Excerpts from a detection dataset
------------

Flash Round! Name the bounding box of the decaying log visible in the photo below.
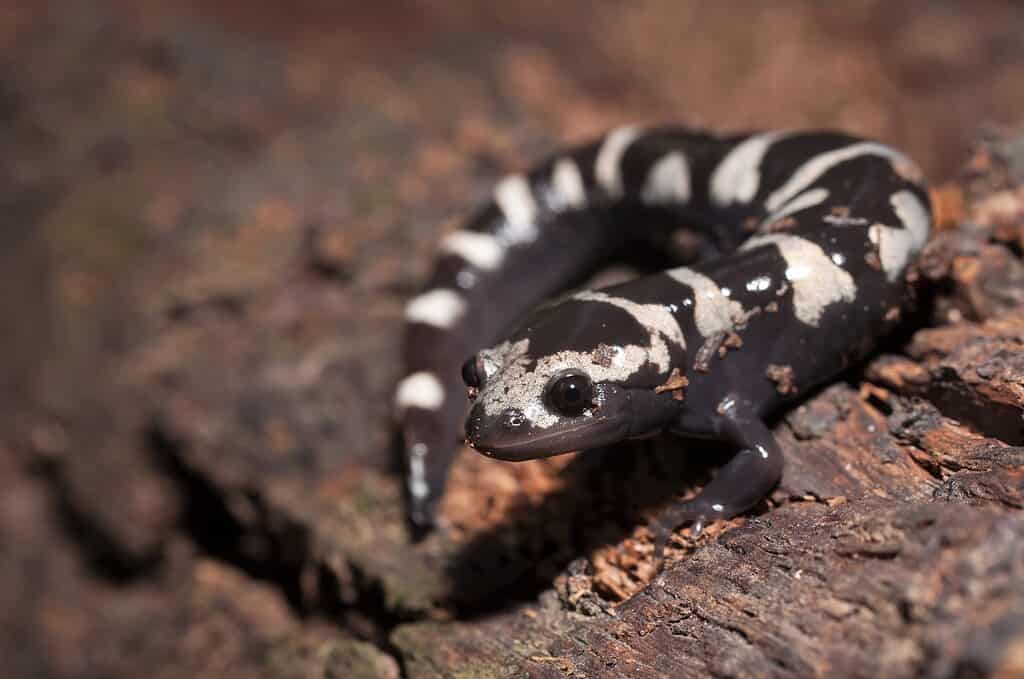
[6,3,1024,679]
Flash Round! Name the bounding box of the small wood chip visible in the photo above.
[765,364,797,394]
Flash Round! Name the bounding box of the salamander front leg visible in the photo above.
[650,417,782,561]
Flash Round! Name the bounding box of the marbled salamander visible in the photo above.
[396,127,931,545]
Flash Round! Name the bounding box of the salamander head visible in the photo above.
[463,293,685,460]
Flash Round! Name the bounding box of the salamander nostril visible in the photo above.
[502,408,526,430]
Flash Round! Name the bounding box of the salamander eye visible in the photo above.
[462,355,487,389]
[546,371,594,417]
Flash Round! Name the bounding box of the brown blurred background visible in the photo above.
[6,0,1024,677]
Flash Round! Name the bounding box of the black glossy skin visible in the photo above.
[395,130,930,545]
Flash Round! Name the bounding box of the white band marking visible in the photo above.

------------

WHAT THE TASK REQUIRES
Transcribe every entry above exactly. Omit all pictures.

SOLUTION FOR THIS EXERCISE
Flash Round! Name the bounding box of the decaying log visible in the photo below.
[6,3,1024,679]
Flash Round! Name the bounding box of the small wood chip visible in the photo above.
[765,364,797,394]
Flash Round! Name the bounding box of the salamander front leg visible in the photo above.
[650,417,782,561]
Flash Round! Name the bounding box of the marbled salamander visible in the photo above.
[396,127,931,545]
Flash Round! Name the bounding box of the salamander head visible in the photo above.
[463,293,685,460]
Flash Round! Name the bounding box of the salamander nostril visible in the photo above.
[502,408,526,430]
Flash Round! Name the bounding box of the salamander eye visible in the photo above.
[462,355,487,389]
[546,371,594,417]
Flash Round! Name the bounding box of the brown blurred background visible in the photo above.
[6,0,1024,677]
Flash Round! Name the bounding box of the black glossy skin visible in the photo above.
[395,130,930,545]
Flash Round! Name the bounding box of the white band marking visible in the photo above.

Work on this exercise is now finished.